▶ What to work on:
A. From the results note, write out the passage between "This is a NEGATIVE" and "(top ~4%, global ~20%).", inclusive.
B. According to the results note, what global IPMR did the E1-SQ0 (split-Q L0) condition reach?

This is a NEGATIVE refutation of math memo §7.5's "contamination, not depth"
hypothesis. The contamination hypothesis predicts cleaner subspace → better
induction; instead, both Q-shift and split-Q hover around 4-5% top with
mediocre global IPMR.
### Final 3K-step apples-to-apples comparison (--no-alibi, gumbel + ±1)
| Condition | Top per-head IPMR | Global IPMR | copy_acc |
|---|---|---|---|
| E1-Q0 (Q-shift L0) | **4.35%** (L1H0/L0H2) | 20.11% | 3.0% |
| E1-SQ0 (split-Q L0) | 3.80% (L0H0) | 20.04% | 2.9% |
| E1-SQ (split-Q all) | **4.35%** (L0H3) | 20.38% | (~3%) |
**Verdict: REFUTED.** Split-Q does not improve over Q-shift at synth scale.
Both produce indistinguishable induction quality (top ~4%, global ~20%).

▶ Data extracts:
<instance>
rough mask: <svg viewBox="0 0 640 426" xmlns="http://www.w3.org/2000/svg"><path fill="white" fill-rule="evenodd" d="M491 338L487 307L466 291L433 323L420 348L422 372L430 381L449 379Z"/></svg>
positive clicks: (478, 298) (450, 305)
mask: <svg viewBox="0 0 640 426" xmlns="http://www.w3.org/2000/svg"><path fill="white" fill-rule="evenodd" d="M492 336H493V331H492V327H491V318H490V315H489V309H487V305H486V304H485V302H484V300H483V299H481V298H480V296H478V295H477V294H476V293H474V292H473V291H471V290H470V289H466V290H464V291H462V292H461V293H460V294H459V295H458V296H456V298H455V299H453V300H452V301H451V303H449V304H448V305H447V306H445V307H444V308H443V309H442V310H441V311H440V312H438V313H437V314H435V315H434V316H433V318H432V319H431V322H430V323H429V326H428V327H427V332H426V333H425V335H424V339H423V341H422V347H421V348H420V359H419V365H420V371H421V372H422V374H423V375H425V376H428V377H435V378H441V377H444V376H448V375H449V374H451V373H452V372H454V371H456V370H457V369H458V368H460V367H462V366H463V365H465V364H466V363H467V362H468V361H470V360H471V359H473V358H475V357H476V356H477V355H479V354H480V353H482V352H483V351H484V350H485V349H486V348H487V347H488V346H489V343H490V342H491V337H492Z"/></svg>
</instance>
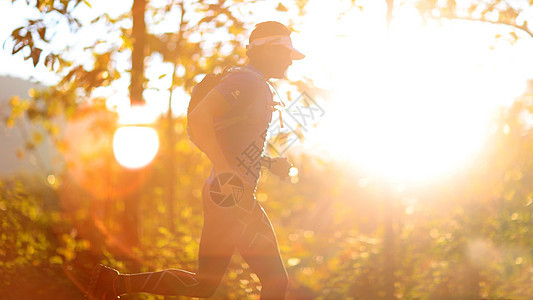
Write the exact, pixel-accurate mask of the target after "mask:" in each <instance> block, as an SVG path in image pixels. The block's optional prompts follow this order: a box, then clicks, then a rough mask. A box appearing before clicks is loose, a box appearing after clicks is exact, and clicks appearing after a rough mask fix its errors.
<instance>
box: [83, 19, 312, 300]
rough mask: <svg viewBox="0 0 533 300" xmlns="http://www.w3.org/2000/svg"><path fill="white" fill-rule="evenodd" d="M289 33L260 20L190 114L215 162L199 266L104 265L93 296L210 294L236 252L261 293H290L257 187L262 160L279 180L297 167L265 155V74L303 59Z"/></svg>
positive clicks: (202, 141)
mask: <svg viewBox="0 0 533 300" xmlns="http://www.w3.org/2000/svg"><path fill="white" fill-rule="evenodd" d="M290 34H291V31H290V30H289V29H287V28H286V27H285V26H284V25H282V24H280V23H278V22H273V21H270V22H264V23H260V24H258V25H257V26H256V28H255V29H254V30H253V32H252V33H251V35H250V39H249V45H248V51H247V56H248V58H249V64H248V65H246V66H245V67H243V68H237V69H235V70H233V71H230V72H229V74H228V75H226V76H225V77H224V78H223V79H222V80H221V82H220V83H219V84H218V85H217V86H216V87H215V88H214V89H212V90H211V91H210V92H209V93H208V94H207V96H206V97H205V98H204V99H203V100H202V101H201V102H200V103H199V104H198V105H197V106H196V107H195V108H194V110H193V111H192V112H191V113H190V115H189V120H188V122H189V124H190V128H191V129H194V130H193V132H192V134H193V135H194V136H195V143H196V144H197V145H198V147H199V148H200V149H202V150H203V151H204V152H205V153H206V155H207V156H208V157H209V159H210V161H211V162H212V163H213V169H212V171H211V175H210V176H209V178H208V179H207V180H206V183H205V185H204V188H203V209H204V226H203V230H202V236H201V240H200V250H199V255H198V256H199V258H198V259H199V263H198V271H197V272H196V273H191V272H188V271H184V270H178V269H168V270H163V271H158V272H150V273H140V274H119V273H118V272H117V271H116V270H114V269H111V268H108V267H105V266H102V265H100V266H99V267H98V269H96V274H95V275H94V277H95V278H94V282H93V283H94V284H93V285H94V286H93V287H90V290H89V295H90V297H91V298H93V299H116V298H117V296H119V295H123V294H127V293H133V292H146V293H153V294H160V295H172V296H178V295H181V296H190V297H209V296H211V295H212V294H213V293H214V292H215V290H216V289H217V287H218V285H219V284H220V281H221V279H222V277H223V276H224V273H225V271H226V268H227V266H228V263H229V262H230V259H231V257H232V255H233V253H234V251H235V250H237V251H239V253H240V254H241V256H242V257H243V259H244V260H245V261H246V262H247V263H248V265H249V266H250V268H251V269H252V271H253V272H254V273H256V274H257V276H258V277H259V280H260V281H261V285H262V289H261V299H283V298H284V297H285V291H286V288H287V283H288V279H287V272H286V270H285V267H284V265H283V261H282V259H281V257H280V253H279V249H278V244H277V240H276V236H275V233H274V230H273V228H272V225H271V223H270V221H269V219H268V217H267V215H266V213H265V211H264V210H263V208H262V207H261V206H260V205H259V203H258V202H257V201H256V199H255V189H256V185H257V181H258V179H259V174H260V169H261V166H263V167H267V168H269V169H270V171H271V172H272V173H274V174H276V175H278V176H280V177H281V178H287V177H288V173H289V169H290V168H291V166H292V165H291V164H290V163H289V162H288V160H287V159H285V158H269V157H266V156H264V155H263V152H264V149H265V145H266V131H267V129H268V127H269V124H270V121H271V119H272V112H273V110H274V109H273V107H274V104H275V102H274V101H273V94H272V92H271V90H270V87H269V84H268V83H267V80H268V79H270V78H283V77H285V73H286V71H287V68H288V67H289V66H290V65H291V64H292V60H295V59H302V58H303V57H304V55H303V54H301V53H300V52H298V51H297V50H295V49H294V48H293V47H292V42H291V39H290ZM228 120H231V122H229V125H228V122H226V121H228ZM220 124H226V125H225V126H220Z"/></svg>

▶ Completed exercise:
A.
This is a NEGATIVE refutation of math memo §7.5's "contamination, not depth"
hypothesis. The contamination hypothesis predicts cleaner subspace → better
induction; instead, both Q-shift and split-Q hover around 4-5% top with
mediocre global IPMR.
### Final 3K-step apples-to-apples comparison (--no-alibi, gumbel + ±1)
| Condition | Top per-head IPMR | Global IPMR | copy_acc |
|---|---|---|---|
| E1-Q0 (Q-shift L0) | **4.35%** (L1H0/L0H2) | 20.11% | 3.0% |
| E1-SQ0 (split-Q L0) | 3.80% (L0H0) | 20.04% | 2.9% |
| E1-SQ (split-Q all) | **4.35%** (L0H3) | 20.38% | (~3%) |
**Verdict: REFUTED.** Split-Q does not improve over Q-shift at synth scale.
Both produce indistinguishable induction quality (top ~4%, global ~20%).

B. 20.04%